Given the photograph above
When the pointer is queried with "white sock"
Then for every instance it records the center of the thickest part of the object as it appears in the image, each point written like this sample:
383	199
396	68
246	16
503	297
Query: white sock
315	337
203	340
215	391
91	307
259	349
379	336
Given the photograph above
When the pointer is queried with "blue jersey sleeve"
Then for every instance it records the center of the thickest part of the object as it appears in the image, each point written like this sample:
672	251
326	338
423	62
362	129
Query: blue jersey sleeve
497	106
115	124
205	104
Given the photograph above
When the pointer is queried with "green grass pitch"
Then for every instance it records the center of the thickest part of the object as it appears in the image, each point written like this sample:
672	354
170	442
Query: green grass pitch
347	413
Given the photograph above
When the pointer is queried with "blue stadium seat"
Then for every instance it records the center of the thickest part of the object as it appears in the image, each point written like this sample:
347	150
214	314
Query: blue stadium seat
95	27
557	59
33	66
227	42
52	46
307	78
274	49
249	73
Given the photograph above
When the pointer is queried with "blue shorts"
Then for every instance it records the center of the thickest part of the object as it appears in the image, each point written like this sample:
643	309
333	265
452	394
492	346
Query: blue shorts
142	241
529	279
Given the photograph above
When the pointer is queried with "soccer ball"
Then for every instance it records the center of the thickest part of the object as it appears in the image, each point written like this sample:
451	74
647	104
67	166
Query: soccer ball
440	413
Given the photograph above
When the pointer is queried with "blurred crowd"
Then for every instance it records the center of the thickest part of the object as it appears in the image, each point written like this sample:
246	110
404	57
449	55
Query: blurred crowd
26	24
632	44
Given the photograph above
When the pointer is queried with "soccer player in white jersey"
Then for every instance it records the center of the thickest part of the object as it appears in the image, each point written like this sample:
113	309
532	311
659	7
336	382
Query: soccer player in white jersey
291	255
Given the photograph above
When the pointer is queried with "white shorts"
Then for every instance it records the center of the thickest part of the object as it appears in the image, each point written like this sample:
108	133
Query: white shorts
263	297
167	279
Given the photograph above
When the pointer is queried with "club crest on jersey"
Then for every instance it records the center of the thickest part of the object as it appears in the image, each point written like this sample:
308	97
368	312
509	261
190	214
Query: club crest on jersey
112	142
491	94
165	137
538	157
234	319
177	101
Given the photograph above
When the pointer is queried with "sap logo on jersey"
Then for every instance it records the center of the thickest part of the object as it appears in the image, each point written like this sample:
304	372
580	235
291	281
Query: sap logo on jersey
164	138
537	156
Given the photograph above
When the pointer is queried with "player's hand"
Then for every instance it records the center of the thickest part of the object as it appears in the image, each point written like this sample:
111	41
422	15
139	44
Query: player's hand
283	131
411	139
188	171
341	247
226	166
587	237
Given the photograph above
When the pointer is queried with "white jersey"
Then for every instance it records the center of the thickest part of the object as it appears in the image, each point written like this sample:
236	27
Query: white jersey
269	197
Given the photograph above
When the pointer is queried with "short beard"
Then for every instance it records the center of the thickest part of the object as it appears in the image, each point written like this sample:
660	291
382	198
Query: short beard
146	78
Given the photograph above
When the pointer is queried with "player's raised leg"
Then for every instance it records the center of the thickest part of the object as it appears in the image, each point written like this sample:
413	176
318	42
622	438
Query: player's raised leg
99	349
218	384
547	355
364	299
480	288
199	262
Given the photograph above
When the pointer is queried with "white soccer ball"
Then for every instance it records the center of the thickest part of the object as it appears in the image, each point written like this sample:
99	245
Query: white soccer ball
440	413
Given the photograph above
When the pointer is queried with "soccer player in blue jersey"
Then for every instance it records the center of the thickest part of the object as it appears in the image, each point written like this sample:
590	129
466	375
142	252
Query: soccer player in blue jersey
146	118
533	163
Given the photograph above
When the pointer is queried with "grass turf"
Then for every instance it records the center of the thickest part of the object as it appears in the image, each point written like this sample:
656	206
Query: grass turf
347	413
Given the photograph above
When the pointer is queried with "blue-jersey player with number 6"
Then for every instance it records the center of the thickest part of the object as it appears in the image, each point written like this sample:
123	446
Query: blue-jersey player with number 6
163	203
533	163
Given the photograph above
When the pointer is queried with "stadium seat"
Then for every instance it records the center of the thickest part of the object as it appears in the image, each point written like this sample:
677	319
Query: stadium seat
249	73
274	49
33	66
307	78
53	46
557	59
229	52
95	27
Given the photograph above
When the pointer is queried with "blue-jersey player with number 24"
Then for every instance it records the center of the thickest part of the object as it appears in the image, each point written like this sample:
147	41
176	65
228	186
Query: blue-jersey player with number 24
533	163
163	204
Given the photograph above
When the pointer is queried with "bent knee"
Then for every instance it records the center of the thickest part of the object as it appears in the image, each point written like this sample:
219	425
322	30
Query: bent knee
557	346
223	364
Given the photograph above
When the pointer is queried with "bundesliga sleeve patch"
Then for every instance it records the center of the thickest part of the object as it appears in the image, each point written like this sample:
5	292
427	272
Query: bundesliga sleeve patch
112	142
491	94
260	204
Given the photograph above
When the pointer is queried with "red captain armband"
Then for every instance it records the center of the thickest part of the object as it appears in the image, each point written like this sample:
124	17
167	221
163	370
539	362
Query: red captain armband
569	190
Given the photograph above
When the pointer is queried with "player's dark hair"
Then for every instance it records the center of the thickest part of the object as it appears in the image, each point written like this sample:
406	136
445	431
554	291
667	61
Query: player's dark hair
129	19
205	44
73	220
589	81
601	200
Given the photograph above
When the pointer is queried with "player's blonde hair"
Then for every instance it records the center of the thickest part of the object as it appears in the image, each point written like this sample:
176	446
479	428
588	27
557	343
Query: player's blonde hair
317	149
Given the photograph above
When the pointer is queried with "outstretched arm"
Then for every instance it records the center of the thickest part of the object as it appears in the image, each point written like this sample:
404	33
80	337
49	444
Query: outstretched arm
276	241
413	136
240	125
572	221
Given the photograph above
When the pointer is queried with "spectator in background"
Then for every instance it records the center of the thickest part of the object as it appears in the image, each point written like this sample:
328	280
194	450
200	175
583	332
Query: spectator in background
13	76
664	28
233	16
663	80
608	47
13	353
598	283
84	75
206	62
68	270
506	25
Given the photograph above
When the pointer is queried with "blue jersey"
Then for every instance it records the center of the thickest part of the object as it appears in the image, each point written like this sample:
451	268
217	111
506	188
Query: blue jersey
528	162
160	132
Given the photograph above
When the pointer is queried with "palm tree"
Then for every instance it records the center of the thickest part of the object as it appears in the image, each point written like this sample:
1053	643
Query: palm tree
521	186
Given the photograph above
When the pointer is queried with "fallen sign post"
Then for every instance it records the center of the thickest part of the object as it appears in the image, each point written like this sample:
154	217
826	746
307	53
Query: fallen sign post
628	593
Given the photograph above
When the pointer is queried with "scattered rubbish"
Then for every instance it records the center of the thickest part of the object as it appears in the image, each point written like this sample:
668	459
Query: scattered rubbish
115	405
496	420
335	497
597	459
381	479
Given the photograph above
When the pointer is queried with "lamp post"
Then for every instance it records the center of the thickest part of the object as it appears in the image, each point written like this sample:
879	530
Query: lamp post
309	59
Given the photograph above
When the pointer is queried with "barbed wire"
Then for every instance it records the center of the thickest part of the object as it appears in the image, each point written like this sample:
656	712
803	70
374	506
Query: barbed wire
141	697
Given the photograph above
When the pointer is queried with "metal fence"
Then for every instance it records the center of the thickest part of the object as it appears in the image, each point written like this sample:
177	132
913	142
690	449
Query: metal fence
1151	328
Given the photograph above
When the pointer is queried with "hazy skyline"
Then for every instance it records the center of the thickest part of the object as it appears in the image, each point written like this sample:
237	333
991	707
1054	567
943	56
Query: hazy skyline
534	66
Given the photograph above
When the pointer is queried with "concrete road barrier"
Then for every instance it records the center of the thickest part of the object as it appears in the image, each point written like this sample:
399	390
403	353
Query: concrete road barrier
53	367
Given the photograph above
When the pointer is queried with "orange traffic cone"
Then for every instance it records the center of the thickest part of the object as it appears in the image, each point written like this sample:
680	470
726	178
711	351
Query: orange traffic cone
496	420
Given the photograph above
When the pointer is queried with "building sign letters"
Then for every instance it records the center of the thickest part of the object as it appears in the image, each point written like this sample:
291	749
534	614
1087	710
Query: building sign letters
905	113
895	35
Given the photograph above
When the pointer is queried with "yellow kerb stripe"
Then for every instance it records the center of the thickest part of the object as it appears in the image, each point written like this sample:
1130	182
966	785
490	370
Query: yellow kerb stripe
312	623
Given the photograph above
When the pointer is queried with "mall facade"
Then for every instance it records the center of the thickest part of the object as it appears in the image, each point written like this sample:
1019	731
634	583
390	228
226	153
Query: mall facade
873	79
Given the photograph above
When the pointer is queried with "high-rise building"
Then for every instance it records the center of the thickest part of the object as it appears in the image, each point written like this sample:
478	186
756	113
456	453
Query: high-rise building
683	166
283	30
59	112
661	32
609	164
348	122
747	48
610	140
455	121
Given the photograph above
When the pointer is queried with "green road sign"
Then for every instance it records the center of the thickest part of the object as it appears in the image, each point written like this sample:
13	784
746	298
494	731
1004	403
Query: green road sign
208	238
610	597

TASK BRIEF |
How many lines in the material above contain the word "barbed"? Reply with the number alone.

OUTPUT BELOW |
2